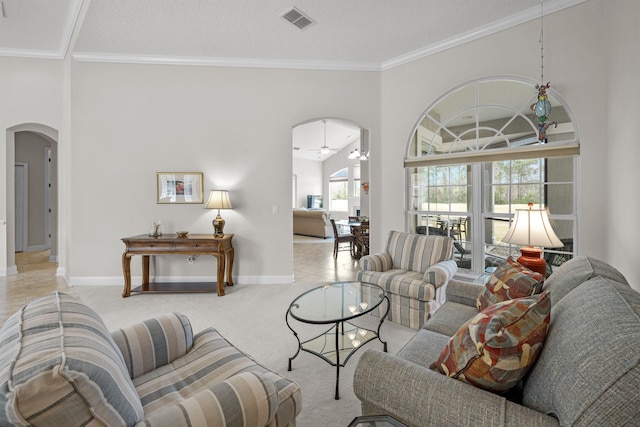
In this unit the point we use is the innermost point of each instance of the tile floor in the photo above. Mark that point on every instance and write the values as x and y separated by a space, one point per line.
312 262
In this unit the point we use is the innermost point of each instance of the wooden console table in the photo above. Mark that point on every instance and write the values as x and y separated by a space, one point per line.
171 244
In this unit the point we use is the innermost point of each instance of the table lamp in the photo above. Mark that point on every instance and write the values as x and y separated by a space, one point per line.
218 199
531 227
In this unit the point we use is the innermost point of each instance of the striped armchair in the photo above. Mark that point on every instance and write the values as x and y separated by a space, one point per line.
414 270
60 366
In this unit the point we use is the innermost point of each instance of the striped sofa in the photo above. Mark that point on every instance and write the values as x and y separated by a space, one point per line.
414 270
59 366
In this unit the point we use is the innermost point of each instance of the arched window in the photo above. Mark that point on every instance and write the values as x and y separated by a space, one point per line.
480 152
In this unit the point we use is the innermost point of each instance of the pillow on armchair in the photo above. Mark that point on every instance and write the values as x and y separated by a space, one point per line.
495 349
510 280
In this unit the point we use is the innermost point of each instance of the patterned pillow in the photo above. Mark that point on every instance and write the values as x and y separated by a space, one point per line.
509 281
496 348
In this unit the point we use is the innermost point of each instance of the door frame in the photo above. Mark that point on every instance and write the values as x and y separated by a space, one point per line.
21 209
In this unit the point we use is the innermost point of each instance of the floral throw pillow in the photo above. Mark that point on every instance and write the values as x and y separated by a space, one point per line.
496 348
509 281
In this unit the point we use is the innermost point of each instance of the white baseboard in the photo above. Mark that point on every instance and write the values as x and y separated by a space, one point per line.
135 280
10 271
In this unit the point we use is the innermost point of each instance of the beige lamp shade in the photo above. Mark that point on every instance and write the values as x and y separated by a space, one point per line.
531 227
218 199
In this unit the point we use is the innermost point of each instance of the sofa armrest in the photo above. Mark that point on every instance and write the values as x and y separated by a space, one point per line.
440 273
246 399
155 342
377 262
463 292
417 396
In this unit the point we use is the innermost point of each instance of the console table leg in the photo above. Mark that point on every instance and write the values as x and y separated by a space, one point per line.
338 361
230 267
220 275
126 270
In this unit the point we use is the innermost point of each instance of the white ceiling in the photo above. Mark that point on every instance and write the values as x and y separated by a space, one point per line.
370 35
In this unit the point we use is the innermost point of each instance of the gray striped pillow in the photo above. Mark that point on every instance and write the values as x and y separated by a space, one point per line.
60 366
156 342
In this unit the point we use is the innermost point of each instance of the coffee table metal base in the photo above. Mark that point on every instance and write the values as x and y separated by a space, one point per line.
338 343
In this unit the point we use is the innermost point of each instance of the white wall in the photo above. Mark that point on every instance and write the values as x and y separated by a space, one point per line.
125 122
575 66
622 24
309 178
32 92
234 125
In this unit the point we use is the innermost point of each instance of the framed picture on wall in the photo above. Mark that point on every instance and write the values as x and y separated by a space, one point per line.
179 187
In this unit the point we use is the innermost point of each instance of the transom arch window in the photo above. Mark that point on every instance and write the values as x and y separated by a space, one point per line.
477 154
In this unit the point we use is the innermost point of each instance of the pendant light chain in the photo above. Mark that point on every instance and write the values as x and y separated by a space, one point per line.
_ _ _
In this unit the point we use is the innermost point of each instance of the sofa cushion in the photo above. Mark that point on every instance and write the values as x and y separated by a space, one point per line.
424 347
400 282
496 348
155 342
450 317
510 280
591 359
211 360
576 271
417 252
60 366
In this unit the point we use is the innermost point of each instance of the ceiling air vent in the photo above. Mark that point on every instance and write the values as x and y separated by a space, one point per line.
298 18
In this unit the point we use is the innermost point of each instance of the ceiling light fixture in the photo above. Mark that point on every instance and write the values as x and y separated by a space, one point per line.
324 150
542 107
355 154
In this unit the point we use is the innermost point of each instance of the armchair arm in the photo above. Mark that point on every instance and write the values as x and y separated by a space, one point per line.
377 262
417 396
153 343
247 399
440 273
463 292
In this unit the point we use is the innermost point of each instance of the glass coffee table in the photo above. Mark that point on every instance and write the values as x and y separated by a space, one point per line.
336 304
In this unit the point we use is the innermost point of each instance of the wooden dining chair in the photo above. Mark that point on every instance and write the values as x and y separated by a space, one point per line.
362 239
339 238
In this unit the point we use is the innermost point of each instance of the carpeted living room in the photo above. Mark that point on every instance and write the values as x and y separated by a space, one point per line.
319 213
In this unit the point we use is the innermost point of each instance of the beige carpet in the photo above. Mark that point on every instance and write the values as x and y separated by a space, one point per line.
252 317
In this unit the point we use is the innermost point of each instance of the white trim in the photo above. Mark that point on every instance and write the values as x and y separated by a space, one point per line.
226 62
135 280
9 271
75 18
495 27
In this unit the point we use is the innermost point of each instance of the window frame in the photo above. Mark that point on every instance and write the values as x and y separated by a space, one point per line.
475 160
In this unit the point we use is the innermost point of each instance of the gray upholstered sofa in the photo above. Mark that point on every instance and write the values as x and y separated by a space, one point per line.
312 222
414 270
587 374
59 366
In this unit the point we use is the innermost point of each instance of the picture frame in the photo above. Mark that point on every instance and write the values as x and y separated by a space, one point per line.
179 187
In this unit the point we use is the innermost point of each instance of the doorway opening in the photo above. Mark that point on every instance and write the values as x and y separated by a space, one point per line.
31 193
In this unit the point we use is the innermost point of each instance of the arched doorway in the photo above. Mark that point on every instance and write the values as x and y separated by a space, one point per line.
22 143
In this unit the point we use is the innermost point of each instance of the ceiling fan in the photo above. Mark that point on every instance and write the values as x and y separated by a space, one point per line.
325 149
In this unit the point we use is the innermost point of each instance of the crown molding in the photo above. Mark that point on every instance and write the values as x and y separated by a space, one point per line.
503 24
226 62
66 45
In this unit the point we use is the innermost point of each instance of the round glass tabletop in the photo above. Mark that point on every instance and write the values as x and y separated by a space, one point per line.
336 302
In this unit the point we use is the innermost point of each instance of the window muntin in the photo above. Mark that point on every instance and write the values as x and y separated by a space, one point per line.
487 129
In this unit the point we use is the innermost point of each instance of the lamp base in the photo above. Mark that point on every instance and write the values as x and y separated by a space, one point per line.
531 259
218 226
_ _ _
STATED TASK
Update the stretch of the listing from the line containing "of the coffee" through the line containing "of the pendant" by replacing "metal base" with "steel base" and leaving everything else untouched. Return only those lines.

EXPECTED OUTPUT
In this unit the point we use is the innermost point of each instance of the coffee table steel base in the photo above. Mark that point on every instance and write the values as x and y separated by a space, one point per line.
338 343
In this unit the point we use is the innermost point of each instance of the white wall in the photo above. Mark that point on every instance and write the values as x and y separated by a space, one point per line.
125 122
575 66
622 24
309 178
32 92
234 125
In this unit the point we use is the innermost point of each instance of the framed picture on wall in the photo above. Mark that point on every instance and write the values as x and y separated by a space, one point per line.
179 187
In this unit the point we use is the innermost point of each instance of the transom arch window in the photo above. Mark that point on every instance and write the values as x and y separated by a space, one point per line.
477 154
In this unit the point we use is the innermost point of each instance of the pendant light chain in the photo above. Mark that point on every instance and write the values as x and y separated by a space, one point per line.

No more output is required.